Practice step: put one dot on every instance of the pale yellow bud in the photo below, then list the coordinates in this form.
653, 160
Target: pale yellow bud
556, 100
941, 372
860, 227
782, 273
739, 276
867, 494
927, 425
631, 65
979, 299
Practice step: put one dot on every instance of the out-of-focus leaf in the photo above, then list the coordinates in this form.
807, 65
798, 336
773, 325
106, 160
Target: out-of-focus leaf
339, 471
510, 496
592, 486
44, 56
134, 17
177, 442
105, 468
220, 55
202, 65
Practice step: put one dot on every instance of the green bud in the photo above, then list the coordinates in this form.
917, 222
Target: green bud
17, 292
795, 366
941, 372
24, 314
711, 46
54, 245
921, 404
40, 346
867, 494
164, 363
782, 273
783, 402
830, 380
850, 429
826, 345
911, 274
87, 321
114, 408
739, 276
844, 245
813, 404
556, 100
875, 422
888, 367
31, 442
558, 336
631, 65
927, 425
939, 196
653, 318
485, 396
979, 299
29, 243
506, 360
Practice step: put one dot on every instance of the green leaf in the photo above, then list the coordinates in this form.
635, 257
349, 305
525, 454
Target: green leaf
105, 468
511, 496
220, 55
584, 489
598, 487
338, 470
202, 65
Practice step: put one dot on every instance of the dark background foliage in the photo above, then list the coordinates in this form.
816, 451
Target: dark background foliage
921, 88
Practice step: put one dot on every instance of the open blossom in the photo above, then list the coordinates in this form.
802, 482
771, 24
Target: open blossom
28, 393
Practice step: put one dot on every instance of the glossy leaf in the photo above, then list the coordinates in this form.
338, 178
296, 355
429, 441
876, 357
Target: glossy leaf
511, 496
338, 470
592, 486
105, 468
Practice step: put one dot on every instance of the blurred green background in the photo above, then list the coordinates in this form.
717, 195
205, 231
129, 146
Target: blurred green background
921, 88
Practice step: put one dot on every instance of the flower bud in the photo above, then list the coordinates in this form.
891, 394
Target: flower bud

□ □ □

### What to do
Your answer should consist of the material above, written out word for word.

### Expected answer
Practice step: put one dot on every instance of the pale yellow bud in the photo below, then list the coordinates in this form.
653, 160
Target: pale yellow bud
556, 100
941, 372
860, 227
782, 273
739, 276
867, 494
927, 425
631, 65
979, 299
Practice step: put one dot on every instance of the out-of-focus leaf in the photo above, then list the coordinates in this form.
807, 65
798, 336
773, 325
106, 160
Target: out-of-focus leaf
339, 471
510, 496
592, 486
44, 56
134, 17
177, 442
105, 468
220, 55
202, 65
Practice step: put one dot on every instance of the green bud in the photo above, then list the coordinates in this form.
917, 222
Target: green bud
17, 292
795, 366
941, 372
24, 314
711, 46
54, 245
921, 404
40, 346
867, 494
164, 363
782, 273
783, 402
830, 380
850, 429
826, 345
911, 274
87, 321
114, 408
739, 276
844, 245
813, 404
556, 100
875, 422
888, 367
31, 442
558, 336
631, 65
927, 425
939, 196
653, 318
485, 396
979, 299
29, 243
506, 360
Practice step: put one dot on every instance of the green leaf in the photo above, then list the coordinates in this form.
635, 257
349, 305
525, 454
Target: green leaf
105, 468
511, 496
220, 55
584, 489
598, 487
338, 470
202, 65
Practice step: put one dot on every instance of the dark background foliage in the photo above, then list the coordinates in this form.
816, 451
Target: dark background foliage
921, 88
Practice step: put one dot on every instance of the open blossom in the photo above, then list the coordinates in this form.
802, 482
771, 24
Target: open blossom
28, 393
Practice step: put one dot on every instance of the glossy leaf in the photo above, then list the coordinates in this form.
338, 178
296, 355
429, 441
876, 357
Target: glossy leaf
511, 496
338, 470
592, 486
105, 468
Practice step: put one dot on every instance of the blurred green background in the photo above, then list the coordinates in this form.
717, 195
205, 231
129, 146
Target: blurred green background
921, 88
Practice step: put one dot on every instance of the flower bud in the photo above, then list the coordinates in this form.
891, 394
Target: flower bud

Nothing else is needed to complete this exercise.